■ WHAT TO DO:
**a.** List every person named in the death penalty article below.
**b.** Reproduce the portion of the death penalty article below between "Lawyers for Ronell" and "the ultimate punishment.", inclusive, word for word.
— start SELECTED TEXT —
A convicted New York cop killer is hoping to avoid the death penalty by using an increasingly common defense - he's just not smart enough to face execution for his crimes.
Lawyers for Ronell Wilson began trying to convince a federal judge on Monday to uphold an appeals court's decision to overturn the death sentence for the 2003 murder of New York City detectives Rodney Andrews and James Nemorin during an undercover sting in the borough of Staten Island. With an IQ of just under 70, defense attorneys say Wilson is mildly retarded and therefore exempt from the ultimate punishment.
Experts say the argument increasingly has been made on behalf of death row inmates since a 2002 U.S. Supreme Court ruling, in Atkins v. Virginia, that held executing mentally retarded individuals violates the Eighth Amendment ban on cruel and unusual punishments. In a procedure that is expected to last three weeks, the judge will likely examine Wilson’s complete educational history, as well as a formal IQ score and adaptive function tests. If he scores low enough, it could save his life.
— end SELECTED TEXT —
— start INFORMATION PROVIDED —
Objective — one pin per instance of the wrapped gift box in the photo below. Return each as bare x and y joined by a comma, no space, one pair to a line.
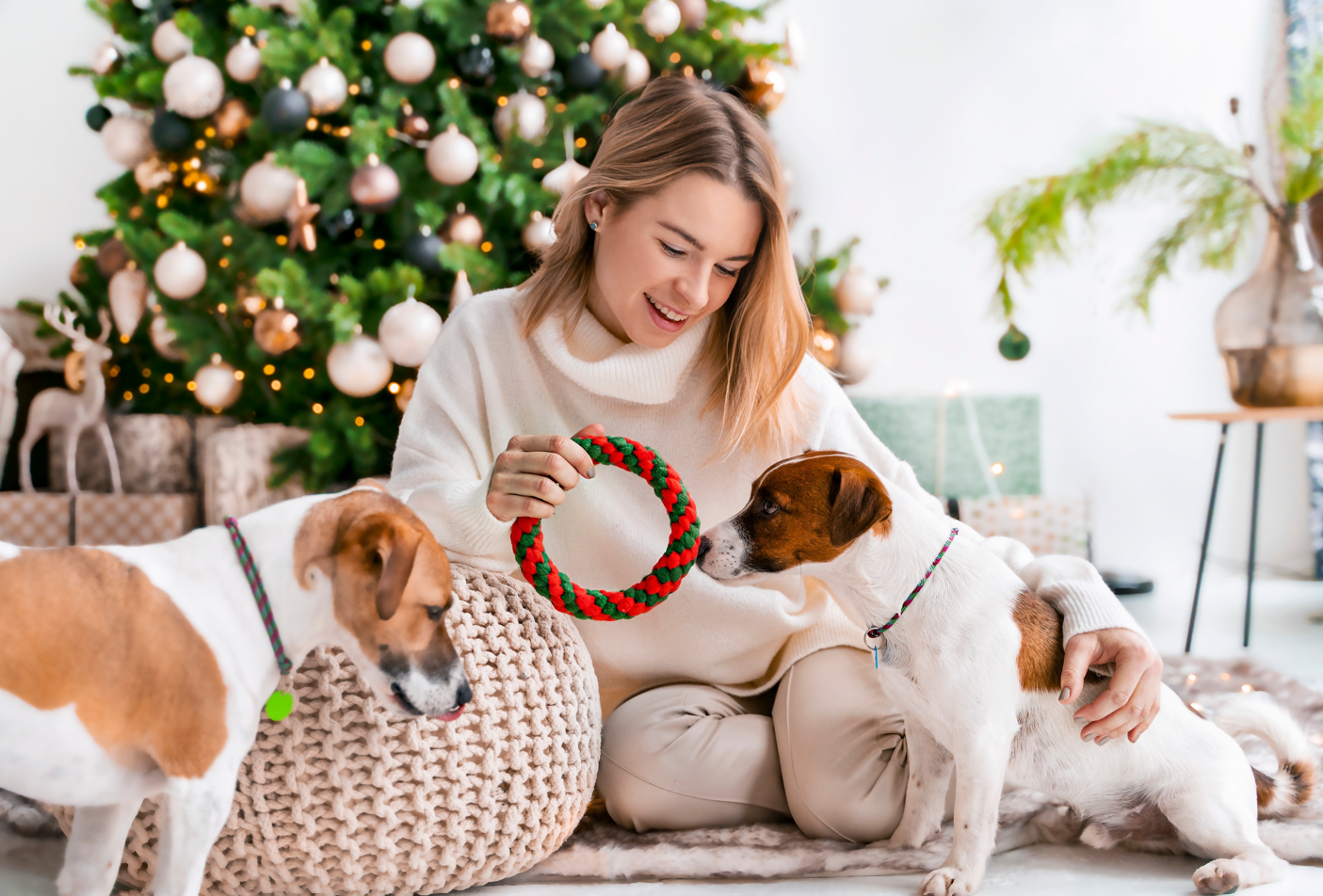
1042,525
35,520
133,519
— end INFORMATION PROVIDED —
■ EXERCISE RESPONSES:
**a.** Ronell Wilson, Rodney Andrews, James Nemorin

**b.**
Lawyers for Ronell Wilson began trying to convince a federal judge on Monday to uphold an appeals court's decision to overturn the death sentence for the 2003 murder of New York City detectives Rodney Andrews and James Nemorin during an undercover sting in the borough of Staten Island. With an IQ of just under 70, defense attorneys say Wilson is mildly retarded and therefore exempt from the ultimate punishment.